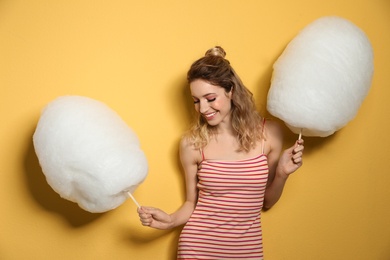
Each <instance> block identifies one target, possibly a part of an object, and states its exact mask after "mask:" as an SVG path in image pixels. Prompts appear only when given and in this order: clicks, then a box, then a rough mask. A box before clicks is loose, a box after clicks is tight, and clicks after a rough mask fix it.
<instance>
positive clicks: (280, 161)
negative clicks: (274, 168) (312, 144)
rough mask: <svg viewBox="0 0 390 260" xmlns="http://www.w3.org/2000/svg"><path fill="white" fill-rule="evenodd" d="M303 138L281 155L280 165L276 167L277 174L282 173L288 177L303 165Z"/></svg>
mask: <svg viewBox="0 0 390 260" xmlns="http://www.w3.org/2000/svg"><path fill="white" fill-rule="evenodd" d="M303 143H304V141H303V139H299V140H297V141H296V142H295V144H294V145H293V146H292V147H290V148H288V149H286V150H284V152H283V154H282V155H281V156H280V159H279V163H278V167H277V169H276V172H277V174H282V175H283V176H285V177H288V175H290V174H291V173H293V172H295V171H296V170H298V168H299V167H301V166H302V163H303V161H302V155H303V150H304V148H305V147H304V146H303Z"/></svg>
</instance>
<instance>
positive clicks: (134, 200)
mask: <svg viewBox="0 0 390 260" xmlns="http://www.w3.org/2000/svg"><path fill="white" fill-rule="evenodd" d="M127 195H129V197H130V198H131V199H132V200H133V201H134V203H135V205H137V207H138V208H141V206H140V205H139V203H138V202H137V200H136V199H135V198H134V196H133V195H132V194H131V193H130V191H128V192H127Z"/></svg>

----

- [What the task requires]:
The material above must be reproduced line for line, with the images omitted.

- [Your solution]:
Each <instance> block identifies one target, possibly a part of an object, and states its exact mask after "mask:" as an SVG path in image pixels. Prompts appear only when given and in this order: clicks, then a box, then a rough mask. A box before clicks is loose, a box after clicks is tight, and clicks after a rough mask fix it.
<instance>
positive clicks: (280, 161)
negative clicks: (274, 168) (312, 144)
rough mask: <svg viewBox="0 0 390 260" xmlns="http://www.w3.org/2000/svg"><path fill="white" fill-rule="evenodd" d="M303 138L281 155L280 165L276 167L277 174L282 173L288 177L303 165Z"/></svg>
mask: <svg viewBox="0 0 390 260" xmlns="http://www.w3.org/2000/svg"><path fill="white" fill-rule="evenodd" d="M303 143H304V141H303V139H299V140H297V141H296V142H295V144H294V145H293V146H292V147H290V148H288V149H286V150H284V152H283V154H282V155H281V156H280V159H279V163H278V167H277V169H276V172H277V174H282V175H283V176H285V177H288V175H290V174H291V173H293V172H295V171H296V170H298V168H299V167H301V166H302V163H303V161H302V155H303V150H304V148H305V147H304V146H303Z"/></svg>
</instance>
<instance>
positive clicks: (134, 200)
mask: <svg viewBox="0 0 390 260" xmlns="http://www.w3.org/2000/svg"><path fill="white" fill-rule="evenodd" d="M127 195H129V197H130V198H131V199H132V200H133V201H134V203H135V205H137V207H138V208H141V206H140V205H139V203H138V202H137V200H136V199H135V198H134V196H133V195H132V194H131V193H130V191H128V192H127Z"/></svg>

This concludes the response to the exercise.